▶ **WORK INSTRUCTION 1**
Summarize the article on oral corticosteroids in severe asthma in two sentences.
▶ **WORK INSTRUCTION 2**
Rename "respiratory physicians" as "lung specialists" in the passage of the article on oral corticosteroids in severe asthma starting with "17 Jul 2018" and going on through "respiratory physicians say.", and give that passage in full.

▶ **EXCERPTED PASSAGE**

+++++

Severe asthma: more finesse required on oral corticosteroids

Asthma

By Mardi Chapman

17 Jul 2018

For all the excitement about monoclonal antibodies in the management of severe asthma, oral corticosteroids are here to stay for the foreseeable future, leading respiratory physicians say.

And this means there needs to be more work on how to better titrate doses of corticosteroids and evidence-based guidance on how to safely and effectively reduce or discontinue their use, according to an article in the Severe Asthma supplement to the Medical Journal of Australia.

Prof Peter Wark

Co-author Professor Peter Wark, of Newcastle, NSW,  told the limbic the way relevant clinical trials were designed and the way monoclonal antibodies were registered ensured the ongoing use of oral corticosteroids.

“In order to get access to any of these monoclonals, and this will almost certainly be the same for dupilumab, you need to have severe asthma, you need to have been on high doses of inhaled corticosteroids and you need to have to have had at least three courses of oral corticosteroids as well in the 12 months leading up to it.”

“So we are still demanding that people are going to need a lot of oral corticosteroids. And I think there is a lot we could do to use them smarter where we are not just doing what we’ve done for the last 70 years with no real evidence.”

Professor Wark says the recent dupilumab trial showed that oral corticosteroid use could be substantially reduced in the context of biologic therapy for severe and difficult asthma.

“But only about half of all those patients enrolled in those trials were able to come off oral steroids completely and that is pretty much what we have seen in the benralizumab case.”

And when it comes to the question of how much oral steroids people need in the context of severe asthma, we still don’t really know the answer to that question despite the fact we have been using steroids since the 1950s, he adds.

“We also don’t know to how to withdraw oral corticosteroids safely and effectively and there are issues around adrenal insufficiency and the best ways to assess that.”

Professor Wark says that UK and Australian trials are underway looking at the titration of oral corticosteroids to minimise the dose while still preventing exacerbations.

+++++

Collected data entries
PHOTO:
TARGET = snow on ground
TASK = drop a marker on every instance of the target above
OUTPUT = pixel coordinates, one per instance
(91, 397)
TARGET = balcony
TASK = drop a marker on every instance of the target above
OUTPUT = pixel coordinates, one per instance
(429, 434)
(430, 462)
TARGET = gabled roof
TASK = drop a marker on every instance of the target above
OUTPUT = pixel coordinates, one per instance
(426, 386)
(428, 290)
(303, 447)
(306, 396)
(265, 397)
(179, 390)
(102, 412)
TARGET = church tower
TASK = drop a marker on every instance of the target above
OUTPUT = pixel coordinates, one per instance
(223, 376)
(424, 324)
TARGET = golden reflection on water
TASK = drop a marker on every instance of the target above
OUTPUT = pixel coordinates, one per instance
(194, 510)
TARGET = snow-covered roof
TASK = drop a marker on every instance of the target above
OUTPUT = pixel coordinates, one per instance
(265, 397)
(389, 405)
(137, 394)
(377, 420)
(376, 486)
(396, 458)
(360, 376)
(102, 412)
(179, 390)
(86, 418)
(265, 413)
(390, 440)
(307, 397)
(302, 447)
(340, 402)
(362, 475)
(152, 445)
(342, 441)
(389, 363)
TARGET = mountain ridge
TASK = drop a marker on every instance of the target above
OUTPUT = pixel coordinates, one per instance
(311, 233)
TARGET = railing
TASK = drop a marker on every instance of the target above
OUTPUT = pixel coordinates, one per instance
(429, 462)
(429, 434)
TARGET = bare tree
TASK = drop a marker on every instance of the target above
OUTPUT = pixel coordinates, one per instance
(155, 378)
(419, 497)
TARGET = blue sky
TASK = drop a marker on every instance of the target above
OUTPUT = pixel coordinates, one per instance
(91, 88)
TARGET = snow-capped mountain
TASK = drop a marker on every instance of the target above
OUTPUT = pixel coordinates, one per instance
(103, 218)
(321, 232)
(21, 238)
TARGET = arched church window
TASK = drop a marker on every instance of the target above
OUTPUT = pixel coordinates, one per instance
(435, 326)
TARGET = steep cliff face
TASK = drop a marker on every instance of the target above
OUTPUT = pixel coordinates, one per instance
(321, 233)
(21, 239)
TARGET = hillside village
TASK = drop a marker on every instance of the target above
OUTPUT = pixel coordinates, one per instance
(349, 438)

+++++

▶ **EXERCISE OUTPUT 1**
Despite enthusiasm for monoclonal antibodies, oral corticosteroids will remain part of severe asthma management, partly because access to those drugs requires prior high-dose inhaled corticosteroids and repeated courses of oral corticosteroids. Professor Peter Wark says more evidence is needed on how to dose, reduce or stop oral corticosteroids safely, and UK and Australian trials are examining titration to minimize the dose while still preventing exacerbations.

▶ **EXERCISE OUTPUT 2**
17 Jul 2018

For all the excitement about monoclonal antibodies in the management of severe asthma, oral corticosteroids are here to stay for the foreseeable future, leading lung specialists say.